= INSTRUCTION =
Starting at the line containing "outline <item>glass facade</item>, every" and ending at the line containing "275), (779, 314)]", change "glass facade" to "curtain wall" and give those lines back with nothing else altered.

─── EXTRACTED RECORDS ───

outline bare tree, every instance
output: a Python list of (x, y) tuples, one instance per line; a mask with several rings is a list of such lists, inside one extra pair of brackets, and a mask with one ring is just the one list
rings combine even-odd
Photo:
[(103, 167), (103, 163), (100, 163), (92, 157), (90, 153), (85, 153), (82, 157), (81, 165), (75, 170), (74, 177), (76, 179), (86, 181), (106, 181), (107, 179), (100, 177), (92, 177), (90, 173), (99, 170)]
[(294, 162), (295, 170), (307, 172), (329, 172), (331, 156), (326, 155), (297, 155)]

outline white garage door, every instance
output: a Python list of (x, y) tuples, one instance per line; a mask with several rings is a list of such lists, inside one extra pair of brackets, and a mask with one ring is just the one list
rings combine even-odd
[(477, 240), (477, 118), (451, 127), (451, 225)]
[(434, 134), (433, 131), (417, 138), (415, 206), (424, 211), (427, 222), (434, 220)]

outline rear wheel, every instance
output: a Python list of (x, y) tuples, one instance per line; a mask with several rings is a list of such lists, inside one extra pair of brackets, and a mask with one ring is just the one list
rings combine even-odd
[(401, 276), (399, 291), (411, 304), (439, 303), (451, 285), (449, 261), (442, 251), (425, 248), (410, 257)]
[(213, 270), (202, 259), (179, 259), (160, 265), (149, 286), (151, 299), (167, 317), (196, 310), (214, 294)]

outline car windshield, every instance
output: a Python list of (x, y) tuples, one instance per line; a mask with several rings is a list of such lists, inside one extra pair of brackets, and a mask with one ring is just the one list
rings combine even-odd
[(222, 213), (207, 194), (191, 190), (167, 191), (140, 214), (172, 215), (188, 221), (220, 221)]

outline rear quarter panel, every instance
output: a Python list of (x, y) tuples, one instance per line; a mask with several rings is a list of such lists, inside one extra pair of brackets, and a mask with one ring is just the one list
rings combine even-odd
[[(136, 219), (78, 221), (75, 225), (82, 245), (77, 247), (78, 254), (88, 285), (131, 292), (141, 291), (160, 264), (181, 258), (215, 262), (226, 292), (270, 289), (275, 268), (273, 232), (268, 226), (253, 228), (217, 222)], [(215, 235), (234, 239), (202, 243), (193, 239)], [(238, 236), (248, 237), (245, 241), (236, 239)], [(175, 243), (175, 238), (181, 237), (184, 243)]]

───
─── EXTRACTED RECORDS ───

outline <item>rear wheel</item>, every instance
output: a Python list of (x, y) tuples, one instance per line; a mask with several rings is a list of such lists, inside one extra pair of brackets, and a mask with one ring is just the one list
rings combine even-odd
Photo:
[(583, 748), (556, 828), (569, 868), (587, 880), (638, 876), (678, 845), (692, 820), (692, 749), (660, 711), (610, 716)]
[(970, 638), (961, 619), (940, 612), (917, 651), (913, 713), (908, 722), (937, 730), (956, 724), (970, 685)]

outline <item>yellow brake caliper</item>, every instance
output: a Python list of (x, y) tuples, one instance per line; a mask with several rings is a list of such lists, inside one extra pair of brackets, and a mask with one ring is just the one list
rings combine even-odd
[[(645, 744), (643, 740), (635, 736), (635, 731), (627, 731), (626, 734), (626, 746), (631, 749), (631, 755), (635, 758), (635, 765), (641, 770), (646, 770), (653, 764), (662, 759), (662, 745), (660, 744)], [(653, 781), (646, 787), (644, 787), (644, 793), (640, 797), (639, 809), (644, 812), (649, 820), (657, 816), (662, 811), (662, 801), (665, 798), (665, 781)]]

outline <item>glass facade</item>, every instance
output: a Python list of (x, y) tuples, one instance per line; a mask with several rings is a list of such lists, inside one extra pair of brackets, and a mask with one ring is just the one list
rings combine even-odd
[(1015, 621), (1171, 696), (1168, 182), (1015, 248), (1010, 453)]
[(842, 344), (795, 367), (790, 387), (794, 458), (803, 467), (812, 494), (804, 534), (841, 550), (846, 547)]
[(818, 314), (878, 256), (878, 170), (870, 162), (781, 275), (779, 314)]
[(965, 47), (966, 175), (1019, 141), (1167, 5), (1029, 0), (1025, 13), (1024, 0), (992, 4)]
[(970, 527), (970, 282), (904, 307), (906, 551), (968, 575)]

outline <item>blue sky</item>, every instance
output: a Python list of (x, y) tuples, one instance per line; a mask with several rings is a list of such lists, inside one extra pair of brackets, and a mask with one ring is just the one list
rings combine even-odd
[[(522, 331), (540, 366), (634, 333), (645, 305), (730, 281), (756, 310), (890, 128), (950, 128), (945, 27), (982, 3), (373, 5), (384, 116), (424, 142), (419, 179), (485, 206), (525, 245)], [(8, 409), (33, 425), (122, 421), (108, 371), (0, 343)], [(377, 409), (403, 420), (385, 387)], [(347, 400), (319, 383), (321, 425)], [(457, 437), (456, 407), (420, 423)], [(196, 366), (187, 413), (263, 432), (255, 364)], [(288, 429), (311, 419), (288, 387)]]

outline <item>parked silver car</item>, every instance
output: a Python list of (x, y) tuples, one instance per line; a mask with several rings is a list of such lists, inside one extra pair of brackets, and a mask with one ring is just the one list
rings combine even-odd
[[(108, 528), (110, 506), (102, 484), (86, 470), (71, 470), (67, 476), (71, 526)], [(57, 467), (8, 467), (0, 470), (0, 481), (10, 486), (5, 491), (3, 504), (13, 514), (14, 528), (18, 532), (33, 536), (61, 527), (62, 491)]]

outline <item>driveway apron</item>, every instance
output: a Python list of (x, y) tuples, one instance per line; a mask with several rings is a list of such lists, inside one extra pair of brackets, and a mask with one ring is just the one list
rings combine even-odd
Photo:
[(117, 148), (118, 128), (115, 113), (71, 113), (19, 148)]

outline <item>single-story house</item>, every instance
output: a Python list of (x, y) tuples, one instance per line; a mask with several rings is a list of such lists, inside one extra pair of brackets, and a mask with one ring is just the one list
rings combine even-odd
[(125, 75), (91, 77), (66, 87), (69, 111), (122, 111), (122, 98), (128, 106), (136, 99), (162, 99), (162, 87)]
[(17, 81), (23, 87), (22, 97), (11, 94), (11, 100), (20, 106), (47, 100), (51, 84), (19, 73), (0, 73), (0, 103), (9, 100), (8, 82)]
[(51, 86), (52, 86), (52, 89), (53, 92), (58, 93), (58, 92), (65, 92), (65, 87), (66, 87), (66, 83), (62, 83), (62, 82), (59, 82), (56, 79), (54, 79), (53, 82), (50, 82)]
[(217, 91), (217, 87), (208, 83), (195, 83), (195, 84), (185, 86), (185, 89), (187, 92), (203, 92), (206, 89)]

───

= FINISHED ANSWER =
outline <item>curtain wall</item>, every instance
output: a Python list of (x, y) tuples, one instance per line; a mask with several rings is a list of such lists, inside one extra pair of brackets, and a mask with one ring is just the one list
rings combine even-odd
[(1015, 621), (1171, 696), (1168, 182), (1015, 248), (1010, 453)]
[(842, 344), (795, 367), (790, 387), (794, 458), (803, 467), (812, 494), (804, 534), (841, 550), (846, 547)]
[(818, 314), (878, 256), (878, 170), (870, 162), (781, 275), (779, 314)]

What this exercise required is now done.